### WHAT YOU WILL DO
Recast each line of the listing below as a string in a JSON list, one string per line, leaving out any blank lines.

### MATERIAL PROVIDED
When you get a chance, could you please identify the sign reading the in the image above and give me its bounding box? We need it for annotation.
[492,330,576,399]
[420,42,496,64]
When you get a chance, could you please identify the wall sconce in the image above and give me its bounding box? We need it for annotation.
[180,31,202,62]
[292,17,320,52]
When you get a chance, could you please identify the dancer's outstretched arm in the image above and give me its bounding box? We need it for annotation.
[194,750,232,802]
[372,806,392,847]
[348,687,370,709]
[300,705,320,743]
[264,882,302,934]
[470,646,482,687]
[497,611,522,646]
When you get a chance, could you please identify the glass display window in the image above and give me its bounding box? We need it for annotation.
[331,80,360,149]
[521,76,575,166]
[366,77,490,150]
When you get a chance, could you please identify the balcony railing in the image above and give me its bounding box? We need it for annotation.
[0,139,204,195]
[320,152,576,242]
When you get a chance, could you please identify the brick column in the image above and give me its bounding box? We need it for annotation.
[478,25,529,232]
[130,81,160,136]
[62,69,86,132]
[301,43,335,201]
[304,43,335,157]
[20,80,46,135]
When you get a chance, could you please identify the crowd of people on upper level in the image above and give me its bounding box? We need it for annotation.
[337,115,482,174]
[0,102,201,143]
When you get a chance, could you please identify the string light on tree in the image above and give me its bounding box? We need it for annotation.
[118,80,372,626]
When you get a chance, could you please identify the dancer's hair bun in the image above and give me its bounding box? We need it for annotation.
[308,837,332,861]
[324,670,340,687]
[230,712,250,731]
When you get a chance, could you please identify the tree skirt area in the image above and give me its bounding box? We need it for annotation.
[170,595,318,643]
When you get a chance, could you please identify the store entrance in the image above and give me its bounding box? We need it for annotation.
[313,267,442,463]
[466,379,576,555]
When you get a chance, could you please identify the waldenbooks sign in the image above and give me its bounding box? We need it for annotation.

### ANSWER FOR THIS EXERCISE
[
  "When you get a chance, could you please identify the sign reading the in the image above and give me its bounding box? We need it for annotation.",
  "[492,330,576,399]",
  "[420,42,496,64]",
  "When you get a chance, could you please identify the wall sconce in the image above and give me its bounding box? We need it for annotation.",
  "[180,31,202,62]",
  "[292,17,320,52]",
  "When you get a chance, could you please identify the dancer's outstretched arm in the image above and give me its bounding box? We need it for annotation.",
  "[194,750,232,802]",
  "[372,806,392,847]",
  "[348,687,370,709]",
  "[300,705,320,743]",
  "[264,882,302,934]",
  "[470,646,482,687]",
  "[497,611,522,646]",
  "When you get a chance, could you please identify the glass display window in the image above and give me its bounding box? We need it for annotation.",
  "[331,80,360,149]",
  "[521,76,575,166]",
  "[366,77,490,150]",
  "When you get a chance, could you please identify the balcony railing in the image above and give me its bounding box? We need it for annotation.",
  "[0,139,204,195]",
  "[320,152,576,242]",
  "When you get a chance, could you please identify the brick column in the image above and give me its bounding box? We need it for annotation.",
  "[478,25,529,232]",
  "[130,81,160,136]",
  "[62,69,86,132]",
  "[301,43,335,201]",
  "[304,43,335,157]",
  "[20,80,46,135]",
  "When you get a chance, could you please identify the crowd of people on upper level in the image above and give me its bounding box? We need it for annotation.",
  "[337,115,482,174]",
  "[0,102,201,143]",
  "When you get a chance, could you please identify the string light on tree in the image above and give me its bounding box? We need it for annotation.",
  "[118,80,372,626]",
  "When you get a chance, could you please identify the dancer's hair bun in the image above and give me its bounding box? We need it for annotation.",
  "[308,837,332,861]",
  "[324,670,340,687]",
  "[230,712,250,731]",
  "When you get a chance, could you please identify the tree skirt area in the image above and give me its bounding box? We need it for annotation.",
  "[170,595,318,643]",
  "When you get a chance, could you please identify the store entrance in the image above and give me its bounding box? We need it for annotation.",
  "[313,267,442,463]",
  "[466,379,576,555]",
  "When you get a chance, could you please identify the waldenbooks sign in the image above and give me its bounding box? We need it for annotation."
]